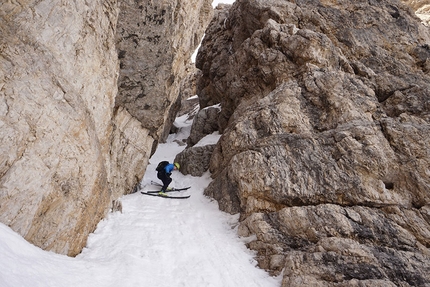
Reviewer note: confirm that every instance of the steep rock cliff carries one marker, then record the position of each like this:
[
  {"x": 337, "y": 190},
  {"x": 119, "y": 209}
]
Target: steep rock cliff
[
  {"x": 57, "y": 92},
  {"x": 325, "y": 147},
  {"x": 71, "y": 140}
]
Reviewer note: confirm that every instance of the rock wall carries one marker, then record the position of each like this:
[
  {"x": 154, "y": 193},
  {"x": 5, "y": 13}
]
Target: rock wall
[
  {"x": 86, "y": 92},
  {"x": 325, "y": 147},
  {"x": 155, "y": 41},
  {"x": 57, "y": 93}
]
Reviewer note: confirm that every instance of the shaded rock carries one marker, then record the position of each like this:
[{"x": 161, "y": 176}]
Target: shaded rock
[
  {"x": 324, "y": 151},
  {"x": 195, "y": 160},
  {"x": 204, "y": 123},
  {"x": 87, "y": 91}
]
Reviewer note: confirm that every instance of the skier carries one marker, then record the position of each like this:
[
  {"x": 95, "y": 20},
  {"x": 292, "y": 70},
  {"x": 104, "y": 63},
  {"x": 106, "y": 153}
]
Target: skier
[{"x": 164, "y": 171}]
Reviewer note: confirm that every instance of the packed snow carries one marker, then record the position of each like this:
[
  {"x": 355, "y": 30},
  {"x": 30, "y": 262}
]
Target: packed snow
[{"x": 154, "y": 242}]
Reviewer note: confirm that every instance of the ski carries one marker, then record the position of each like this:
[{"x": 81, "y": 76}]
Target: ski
[
  {"x": 155, "y": 193},
  {"x": 169, "y": 190}
]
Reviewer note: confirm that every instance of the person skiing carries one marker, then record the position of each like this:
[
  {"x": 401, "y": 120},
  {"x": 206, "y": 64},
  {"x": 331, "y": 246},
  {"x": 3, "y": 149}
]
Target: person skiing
[{"x": 164, "y": 171}]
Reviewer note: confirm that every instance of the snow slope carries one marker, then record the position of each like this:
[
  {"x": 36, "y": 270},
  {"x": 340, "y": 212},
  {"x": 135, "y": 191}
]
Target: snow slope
[{"x": 154, "y": 242}]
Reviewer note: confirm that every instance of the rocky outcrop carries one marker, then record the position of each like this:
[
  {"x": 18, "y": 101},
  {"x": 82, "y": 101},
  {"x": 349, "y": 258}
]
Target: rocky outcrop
[
  {"x": 86, "y": 92},
  {"x": 57, "y": 92},
  {"x": 155, "y": 41},
  {"x": 325, "y": 148}
]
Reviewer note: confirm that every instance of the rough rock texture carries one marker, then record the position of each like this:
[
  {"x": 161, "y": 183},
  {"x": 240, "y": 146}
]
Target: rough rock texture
[
  {"x": 57, "y": 92},
  {"x": 325, "y": 150},
  {"x": 69, "y": 145},
  {"x": 155, "y": 41}
]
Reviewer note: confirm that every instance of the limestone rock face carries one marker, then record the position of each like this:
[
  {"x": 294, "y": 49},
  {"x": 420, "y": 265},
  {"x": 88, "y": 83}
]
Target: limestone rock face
[
  {"x": 325, "y": 150},
  {"x": 86, "y": 92},
  {"x": 57, "y": 92},
  {"x": 155, "y": 41}
]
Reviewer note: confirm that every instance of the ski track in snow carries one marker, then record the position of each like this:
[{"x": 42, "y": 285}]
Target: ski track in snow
[{"x": 154, "y": 242}]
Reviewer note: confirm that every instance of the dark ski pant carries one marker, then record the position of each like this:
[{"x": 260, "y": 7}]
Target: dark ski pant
[{"x": 165, "y": 178}]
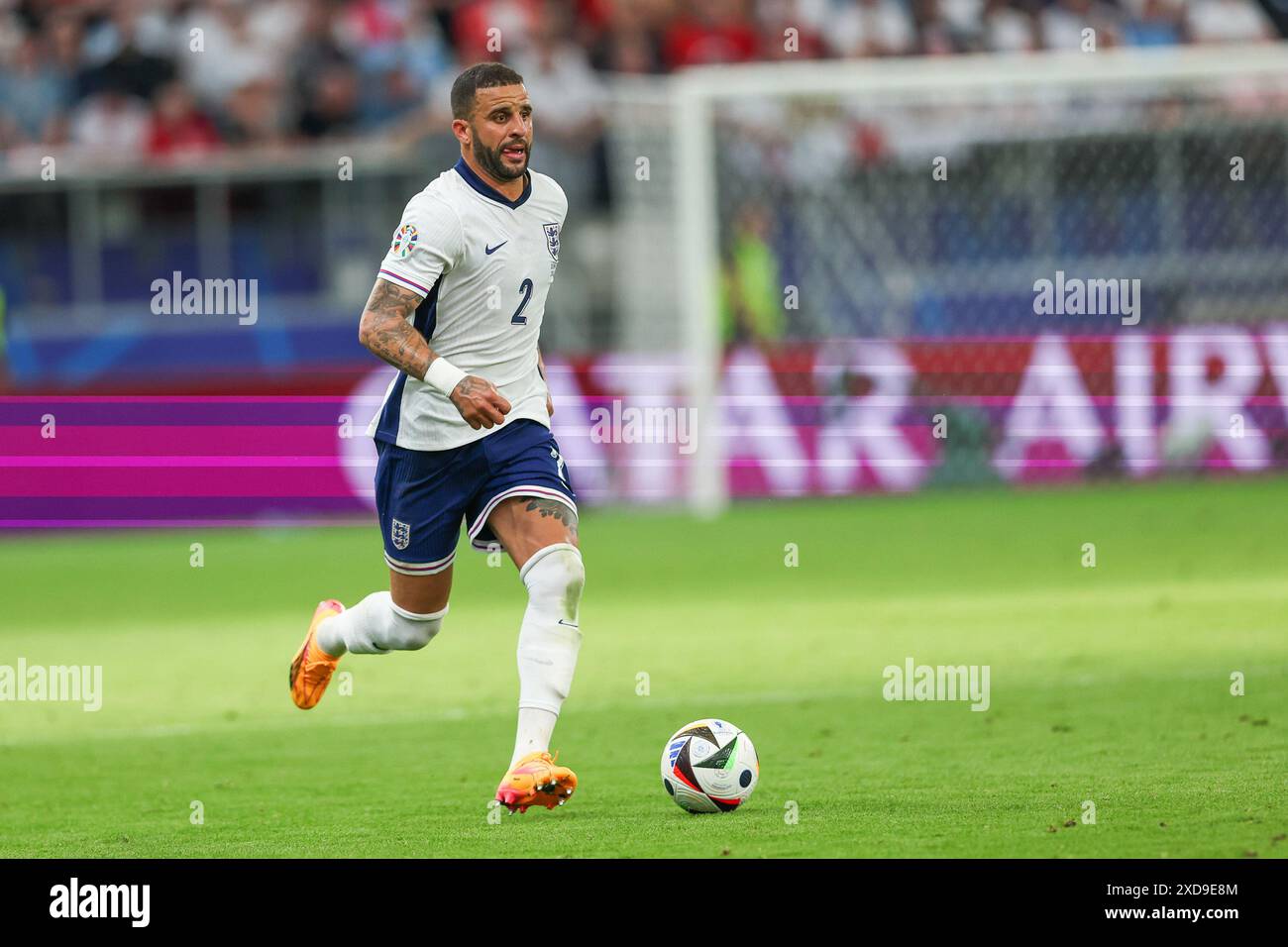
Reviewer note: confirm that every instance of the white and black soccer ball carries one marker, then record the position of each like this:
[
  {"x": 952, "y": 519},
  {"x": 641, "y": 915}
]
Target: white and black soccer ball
[{"x": 709, "y": 766}]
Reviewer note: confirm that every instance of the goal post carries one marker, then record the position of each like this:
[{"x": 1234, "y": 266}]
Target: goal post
[{"x": 842, "y": 158}]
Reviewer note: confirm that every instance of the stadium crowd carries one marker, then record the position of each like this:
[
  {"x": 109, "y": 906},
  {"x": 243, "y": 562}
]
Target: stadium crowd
[{"x": 167, "y": 80}]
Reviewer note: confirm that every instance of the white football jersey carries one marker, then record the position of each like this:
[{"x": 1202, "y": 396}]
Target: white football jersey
[{"x": 483, "y": 265}]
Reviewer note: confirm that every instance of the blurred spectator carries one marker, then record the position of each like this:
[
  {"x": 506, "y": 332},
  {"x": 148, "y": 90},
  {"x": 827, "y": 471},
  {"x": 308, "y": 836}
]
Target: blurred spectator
[
  {"x": 1065, "y": 21},
  {"x": 111, "y": 125},
  {"x": 179, "y": 129},
  {"x": 263, "y": 72},
  {"x": 1009, "y": 29},
  {"x": 715, "y": 31},
  {"x": 33, "y": 90},
  {"x": 1227, "y": 21},
  {"x": 333, "y": 106},
  {"x": 872, "y": 27},
  {"x": 1155, "y": 24},
  {"x": 218, "y": 52}
]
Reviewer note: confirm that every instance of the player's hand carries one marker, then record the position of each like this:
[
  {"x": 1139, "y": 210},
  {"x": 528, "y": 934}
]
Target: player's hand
[{"x": 480, "y": 403}]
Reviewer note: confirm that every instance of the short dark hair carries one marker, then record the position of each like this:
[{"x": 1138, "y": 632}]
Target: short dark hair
[{"x": 484, "y": 75}]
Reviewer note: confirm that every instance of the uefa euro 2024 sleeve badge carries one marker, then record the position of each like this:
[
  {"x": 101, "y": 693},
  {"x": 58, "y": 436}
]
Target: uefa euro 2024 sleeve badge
[{"x": 404, "y": 240}]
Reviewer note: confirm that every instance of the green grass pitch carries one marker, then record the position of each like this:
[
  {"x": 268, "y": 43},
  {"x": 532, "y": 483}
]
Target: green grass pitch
[{"x": 1109, "y": 684}]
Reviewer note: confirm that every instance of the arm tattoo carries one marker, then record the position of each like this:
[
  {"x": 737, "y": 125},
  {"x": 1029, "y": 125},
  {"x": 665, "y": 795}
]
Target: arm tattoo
[{"x": 385, "y": 331}]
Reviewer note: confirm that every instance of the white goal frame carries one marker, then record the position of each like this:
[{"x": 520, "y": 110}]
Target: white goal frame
[{"x": 967, "y": 77}]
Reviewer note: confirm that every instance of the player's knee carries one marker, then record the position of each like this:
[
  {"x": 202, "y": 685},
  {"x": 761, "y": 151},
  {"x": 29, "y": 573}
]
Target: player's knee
[
  {"x": 557, "y": 575},
  {"x": 412, "y": 631}
]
━━━━
Please render the whole listing above as a Markdown table with the columns Row and Line, numbering each line, skipping blank lines and leaving out the pictures.

FINAL RESULT:
| Row | Line |
|---|---|
| 1 | Reviewer note: confirm that every instance of the steep rock cliff carries one marker, then record the position of each like this: |
| 2 | [ |
| 3 |   {"x": 337, "y": 190}, |
| 4 |   {"x": 119, "y": 209} |
| 5 | ] |
| 6 | Target: steep rock cliff |
| 7 | [ |
| 8 |   {"x": 57, "y": 92}, |
| 9 |   {"x": 325, "y": 147}, |
| 10 |   {"x": 71, "y": 140} |
| 11 | ] |
| 12 | Reviewer note: confirm that every instance of the rock wall carries one marker, then record the position of each like this: |
| 13 | [ |
| 14 |   {"x": 154, "y": 193}, |
| 15 |   {"x": 5, "y": 13} |
| 16 | ] |
| 17 | Target: rock wall |
| 18 | [ |
| 19 |   {"x": 86, "y": 92}, |
| 20 |   {"x": 325, "y": 147}, |
| 21 |   {"x": 155, "y": 41}, |
| 22 |   {"x": 57, "y": 93} |
| 23 | ] |
| 24 | Reviewer note: confirm that every instance of the shaded rock carries one marker, then record the position of each like this: |
| 25 | [{"x": 161, "y": 176}] |
| 26 | Target: shaded rock |
| 27 | [ |
| 28 |   {"x": 324, "y": 151}, |
| 29 |   {"x": 195, "y": 160}, |
| 30 |   {"x": 204, "y": 123}, |
| 31 |   {"x": 87, "y": 91} |
| 32 | ] |
| 33 | Reviewer note: confirm that every instance of the skier carries one marker, then record the position of each like this: |
| 34 | [ |
| 35 |   {"x": 95, "y": 20}, |
| 36 |   {"x": 292, "y": 70}, |
| 37 |   {"x": 104, "y": 63}, |
| 38 |   {"x": 106, "y": 153} |
| 39 | ] |
| 40 | Target: skier |
| 41 | [{"x": 164, "y": 171}] |
| 42 | Reviewer note: confirm that every instance of the packed snow carries one marker, then record the position of each like this: |
| 43 | [ |
| 44 |   {"x": 355, "y": 30}, |
| 45 |   {"x": 30, "y": 262} |
| 46 | ] |
| 47 | Target: packed snow |
| 48 | [{"x": 154, "y": 242}] |
| 49 | Reviewer note: confirm that every instance of the ski carries one marker, then record the position of each like this: |
| 50 | [{"x": 81, "y": 76}] |
| 51 | Target: ski |
| 52 | [ |
| 53 |   {"x": 155, "y": 193}, |
| 54 |   {"x": 169, "y": 190} |
| 55 | ] |
| 56 | Reviewer note: confirm that every instance of the person skiing carries one marker, then record the position of each like this: |
| 57 | [ |
| 58 |   {"x": 401, "y": 120}, |
| 59 |   {"x": 206, "y": 64}, |
| 60 |   {"x": 331, "y": 246}, |
| 61 |   {"x": 3, "y": 149} |
| 62 | ] |
| 63 | Target: person skiing |
| 64 | [{"x": 164, "y": 171}] |
| 65 | Reviewer note: confirm that every instance of the snow slope carries one marker, then record the position of each like this: |
| 66 | [ |
| 67 |   {"x": 36, "y": 270}, |
| 68 |   {"x": 340, "y": 212}, |
| 69 |   {"x": 135, "y": 191} |
| 70 | ] |
| 71 | Target: snow slope |
| 72 | [{"x": 154, "y": 242}] |
| 73 | Reviewer note: confirm that every instance of the rocky outcrop carries one marker, then record the position of each like this: |
| 74 | [ |
| 75 |   {"x": 18, "y": 101}, |
| 76 |   {"x": 82, "y": 101}, |
| 77 |   {"x": 349, "y": 258} |
| 78 | ] |
| 79 | Target: rocky outcrop |
| 80 | [ |
| 81 |   {"x": 86, "y": 92}, |
| 82 |   {"x": 57, "y": 92}, |
| 83 |   {"x": 155, "y": 41}, |
| 84 |   {"x": 325, "y": 148} |
| 85 | ] |
| 86 | Reviewer note: confirm that every instance of the rough rock texture carries one marker, then record the position of each like this: |
| 87 | [ |
| 88 |   {"x": 161, "y": 183}, |
| 89 |   {"x": 240, "y": 146} |
| 90 | ] |
| 91 | Target: rough rock texture |
| 92 | [ |
| 93 |   {"x": 57, "y": 92}, |
| 94 |   {"x": 325, "y": 150}, |
| 95 |   {"x": 69, "y": 145}, |
| 96 |   {"x": 155, "y": 41} |
| 97 | ] |
| 98 | Reviewer note: confirm that every instance of the limestone rock face carries one marker, then record the position of each like this: |
| 99 | [ |
| 100 |   {"x": 294, "y": 49}, |
| 101 |   {"x": 420, "y": 265}, |
| 102 |   {"x": 88, "y": 83} |
| 103 | ] |
| 104 | Target: limestone rock face |
| 105 | [ |
| 106 |   {"x": 325, "y": 150}, |
| 107 |   {"x": 86, "y": 92}, |
| 108 |   {"x": 57, "y": 92}, |
| 109 |   {"x": 155, "y": 41} |
| 110 | ] |
| 111 | Reviewer note: confirm that every instance of the ski track in snow carries one marker, then record the position of each like this: |
| 112 | [{"x": 42, "y": 285}] |
| 113 | Target: ski track in snow |
| 114 | [{"x": 154, "y": 242}] |
| 115 | Reviewer note: confirm that every instance of the dark ski pant carries one marker, then record the position of each like this: |
| 116 | [{"x": 260, "y": 7}] |
| 117 | Target: dark ski pant |
| 118 | [{"x": 165, "y": 178}] |
| 119 | Reviewer note: confirm that every instance of the white and black soccer ball carries one marker, then record the position of each like this: |
| 120 | [ |
| 121 |   {"x": 952, "y": 519}, |
| 122 |   {"x": 641, "y": 915} |
| 123 | ] |
| 124 | Target: white and black soccer ball |
| 125 | [{"x": 709, "y": 766}] |
| 126 | Reviewer note: confirm that every instance of the goal post carries one marker, then record the position of each like this: |
| 127 | [{"x": 1234, "y": 266}] |
| 128 | Target: goal post |
| 129 | [{"x": 842, "y": 158}] |
| 130 | Reviewer note: confirm that every instance of the stadium crowd carries one marker, then record the position of each like this: |
| 131 | [ |
| 132 |   {"x": 109, "y": 906}, |
| 133 |   {"x": 243, "y": 562} |
| 134 | ] |
| 135 | Target: stadium crowd |
| 136 | [{"x": 167, "y": 80}] |
| 137 | Reviewer note: confirm that every instance of the white football jersey carries one marker, then record the position of each like this: |
| 138 | [{"x": 1202, "y": 396}] |
| 139 | Target: white football jersey |
| 140 | [{"x": 483, "y": 265}] |
| 141 | Reviewer note: confirm that every instance of the blurred spectator carries one marker, then record the position of each like this: |
| 142 | [ |
| 143 |   {"x": 506, "y": 332}, |
| 144 |   {"x": 148, "y": 90}, |
| 145 |   {"x": 827, "y": 471}, |
| 146 |   {"x": 308, "y": 836} |
| 147 | ] |
| 148 | Target: blurred spectator |
| 149 | [ |
| 150 |   {"x": 1065, "y": 21}, |
| 151 |   {"x": 111, "y": 125}, |
| 152 |   {"x": 179, "y": 129}, |
| 153 |   {"x": 263, "y": 72}, |
| 154 |   {"x": 1009, "y": 29}, |
| 155 |   {"x": 715, "y": 31}, |
| 156 |   {"x": 33, "y": 90}, |
| 157 |   {"x": 1227, "y": 21}, |
| 158 |   {"x": 333, "y": 106}, |
| 159 |   {"x": 872, "y": 27}, |
| 160 |   {"x": 1155, "y": 24}, |
| 161 |   {"x": 218, "y": 52} |
| 162 | ] |
| 163 | Reviewer note: confirm that every instance of the player's hand carries one marker, then record the position of each like this: |
| 164 | [ |
| 165 |   {"x": 1139, "y": 210}, |
| 166 |   {"x": 528, "y": 934} |
| 167 | ] |
| 168 | Target: player's hand |
| 169 | [{"x": 480, "y": 403}] |
| 170 | Reviewer note: confirm that every instance of the short dark hair carries one marker, then record the position of each like this: |
| 171 | [{"x": 1138, "y": 632}] |
| 172 | Target: short dark hair |
| 173 | [{"x": 484, "y": 75}] |
| 174 | Reviewer note: confirm that every instance of the uefa euro 2024 sleeve badge carries one marker, then record the position of each like this: |
| 175 | [ |
| 176 |   {"x": 101, "y": 693}, |
| 177 |   {"x": 58, "y": 436} |
| 178 | ] |
| 179 | Target: uefa euro 2024 sleeve badge |
| 180 | [{"x": 404, "y": 240}] |
| 181 | Reviewer note: confirm that every instance of the green grass pitch carries one marker, then record the position of each like this: |
| 182 | [ |
| 183 |   {"x": 268, "y": 43}, |
| 184 |   {"x": 532, "y": 483} |
| 185 | ] |
| 186 | Target: green grass pitch |
| 187 | [{"x": 1109, "y": 684}] |
| 188 | Reviewer note: confirm that every instance of the arm tattoo carries one marker, then record the position of each like this: |
| 189 | [ |
| 190 |   {"x": 737, "y": 125}, |
| 191 |   {"x": 1029, "y": 125}, |
| 192 |   {"x": 665, "y": 795} |
| 193 | ] |
| 194 | Target: arm tattoo |
| 195 | [{"x": 385, "y": 331}] |
| 196 | Reviewer note: confirm that every instance of the white goal frame carries one marker, then record the position of each like this: |
| 197 | [{"x": 520, "y": 110}] |
| 198 | Target: white goal frame |
| 199 | [{"x": 967, "y": 77}] |
| 200 | Reviewer note: confirm that every instance of the player's knee carries one marker, then record the position of each like this: |
| 201 | [ |
| 202 |   {"x": 202, "y": 685}, |
| 203 |   {"x": 761, "y": 151}, |
| 204 |   {"x": 29, "y": 573} |
| 205 | ] |
| 206 | Target: player's knee |
| 207 | [ |
| 208 |   {"x": 557, "y": 575}, |
| 209 |   {"x": 412, "y": 631} |
| 210 | ] |